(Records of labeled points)
○ ○ ○ ○ ○ ○ ○

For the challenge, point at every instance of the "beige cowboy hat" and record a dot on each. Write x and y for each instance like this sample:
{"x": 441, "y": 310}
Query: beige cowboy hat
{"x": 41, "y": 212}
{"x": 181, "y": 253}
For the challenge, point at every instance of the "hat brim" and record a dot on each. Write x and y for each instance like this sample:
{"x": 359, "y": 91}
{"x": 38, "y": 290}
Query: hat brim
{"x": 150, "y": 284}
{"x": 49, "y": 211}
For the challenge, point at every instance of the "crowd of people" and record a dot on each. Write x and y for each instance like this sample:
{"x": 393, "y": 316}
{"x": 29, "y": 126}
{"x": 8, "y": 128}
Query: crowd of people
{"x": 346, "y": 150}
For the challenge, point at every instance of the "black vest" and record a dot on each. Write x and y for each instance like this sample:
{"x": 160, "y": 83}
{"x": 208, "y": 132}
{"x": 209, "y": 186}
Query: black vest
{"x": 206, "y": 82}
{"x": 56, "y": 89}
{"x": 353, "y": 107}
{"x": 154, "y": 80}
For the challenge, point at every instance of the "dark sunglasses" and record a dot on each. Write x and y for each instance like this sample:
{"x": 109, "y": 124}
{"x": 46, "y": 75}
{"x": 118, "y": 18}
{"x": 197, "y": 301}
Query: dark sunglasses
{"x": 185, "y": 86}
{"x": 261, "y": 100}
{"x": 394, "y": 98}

○ ○ ○ ○ ○ ○ ○

### What to work on
Extract the complete data, matching each line exactly.

### Solution for this exercise
For the challenge, point at every instance of the "beige cowboy hat" and record a dot on each. Write x and y for each instance like this sample:
{"x": 441, "y": 310}
Query: beige cowboy hat
{"x": 41, "y": 212}
{"x": 181, "y": 253}
For the challenge, point at every instance of the "hat brim" and record a dot on each. Write x and y for each instance like this sample:
{"x": 359, "y": 91}
{"x": 38, "y": 290}
Query: hat brim
{"x": 150, "y": 284}
{"x": 49, "y": 211}
For the challenge, point at every instance of the "crowd of people" and record a dot on each. Write x and y for each instance like this sample:
{"x": 393, "y": 316}
{"x": 29, "y": 126}
{"x": 8, "y": 128}
Query: crowd of people
{"x": 346, "y": 150}
For the challenge, point at every instance of the "black vest" and record a dot on each. Write x and y for each instance like this sample:
{"x": 160, "y": 83}
{"x": 208, "y": 132}
{"x": 209, "y": 186}
Query: black vest
{"x": 206, "y": 82}
{"x": 56, "y": 89}
{"x": 353, "y": 107}
{"x": 154, "y": 80}
For the challenge, point at every instance of the "dark sunglasses" and record a dot on each. Write x and y for each instance like this sample:
{"x": 109, "y": 124}
{"x": 46, "y": 75}
{"x": 118, "y": 18}
{"x": 197, "y": 301}
Query: dark sunglasses
{"x": 185, "y": 86}
{"x": 261, "y": 100}
{"x": 394, "y": 98}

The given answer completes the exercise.